We're testing MongoDB 4.0.10 failover capabilities and one of our test imitates block storage failure as described further.

Replica set nodes:
mongo-test-arb1 MONGOS
mongo-test-arb2 MONGOS
mongo-test-db1 ARBITER
mongo-test-db2 PRIMARY
mongo-test-db3 SECONDARY
mongo-test-db4 SECONDARY
mongo-test-db5 SECONDARY
All nodes have 1 vote and priority 1 except PRIMARY which has priority 10.

Test process:
1. Run a script writing 10000 documents to the replica set using 1 thread with w:majority. Writes go through one of mongos instances.
2. While script is running, run this command on mongo-test-db2 (PRIMARY):

echo 1 > /sys/block/sda/device/delete ; sleep 300 ; echo b > /proc/sysrq-trigger

This leads to primary failure and client (pymongo in our case) receives an exception:

Write results unavailable from mongo-test-db2:27018 :: caused by :: Connection closed by peer

3. Wait for the script finished. As soon as it received 1 exception and not designed to repeat failed writes, we must have 9999 documents written to replica set at this point, so check db.collection.count() to ensure.

========

- _SET TASKS_
a) How would you put this sentence from the MongoDB failover post into Spanish: "All nodes have 1 vote and priority 1 except PRIMARY which has priority 10."
b) Can you repeat the MongoDB failover post word for word, from "This leads to" to "db.collection.count() to ensure."?
You won't need the material to do any of this.

Location identification material
========

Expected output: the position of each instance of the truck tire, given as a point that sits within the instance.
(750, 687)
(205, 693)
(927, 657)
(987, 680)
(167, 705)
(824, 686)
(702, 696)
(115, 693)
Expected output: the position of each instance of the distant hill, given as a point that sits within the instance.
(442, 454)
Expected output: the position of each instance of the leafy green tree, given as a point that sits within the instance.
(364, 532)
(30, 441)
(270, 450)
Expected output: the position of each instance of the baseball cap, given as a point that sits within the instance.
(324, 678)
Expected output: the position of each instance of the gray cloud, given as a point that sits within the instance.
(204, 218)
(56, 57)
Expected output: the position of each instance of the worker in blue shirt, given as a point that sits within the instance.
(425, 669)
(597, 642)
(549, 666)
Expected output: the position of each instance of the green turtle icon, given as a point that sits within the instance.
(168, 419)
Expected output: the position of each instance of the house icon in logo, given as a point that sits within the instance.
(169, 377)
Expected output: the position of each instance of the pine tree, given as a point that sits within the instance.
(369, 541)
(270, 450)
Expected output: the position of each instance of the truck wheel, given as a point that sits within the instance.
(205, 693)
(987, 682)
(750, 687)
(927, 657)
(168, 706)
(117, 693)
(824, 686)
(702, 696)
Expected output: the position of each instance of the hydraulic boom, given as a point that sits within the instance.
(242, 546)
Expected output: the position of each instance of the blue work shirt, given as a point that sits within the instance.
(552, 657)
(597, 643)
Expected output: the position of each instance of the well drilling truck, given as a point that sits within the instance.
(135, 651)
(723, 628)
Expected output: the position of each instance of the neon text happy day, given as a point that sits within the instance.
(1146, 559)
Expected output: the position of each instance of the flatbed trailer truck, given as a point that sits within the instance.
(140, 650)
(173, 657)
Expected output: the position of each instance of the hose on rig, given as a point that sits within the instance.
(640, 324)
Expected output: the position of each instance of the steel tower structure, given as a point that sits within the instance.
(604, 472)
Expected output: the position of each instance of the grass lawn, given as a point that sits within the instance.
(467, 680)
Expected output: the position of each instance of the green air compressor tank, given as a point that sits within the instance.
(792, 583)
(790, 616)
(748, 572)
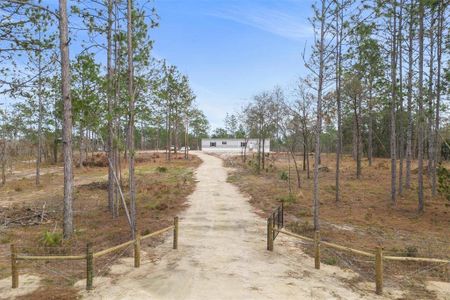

========

- _ANSWERS IN ORDER_
a) Todos los nodos tienen 1 voto y prioridad 1, excepto PRIMARY, que tiene prioridad 10.

b)
This leads to primary failure and client (pymongo in our case) receives an exception:

Write results unavailable from mongo-test-db2:27018 :: caused by :: Connection closed by peer

3. Wait for the script finished. As soon as it received 1 exception and not designed to repeat failed writes, we must have 9999 documents written to replica set at this point, so check db.collection.count() to ensure.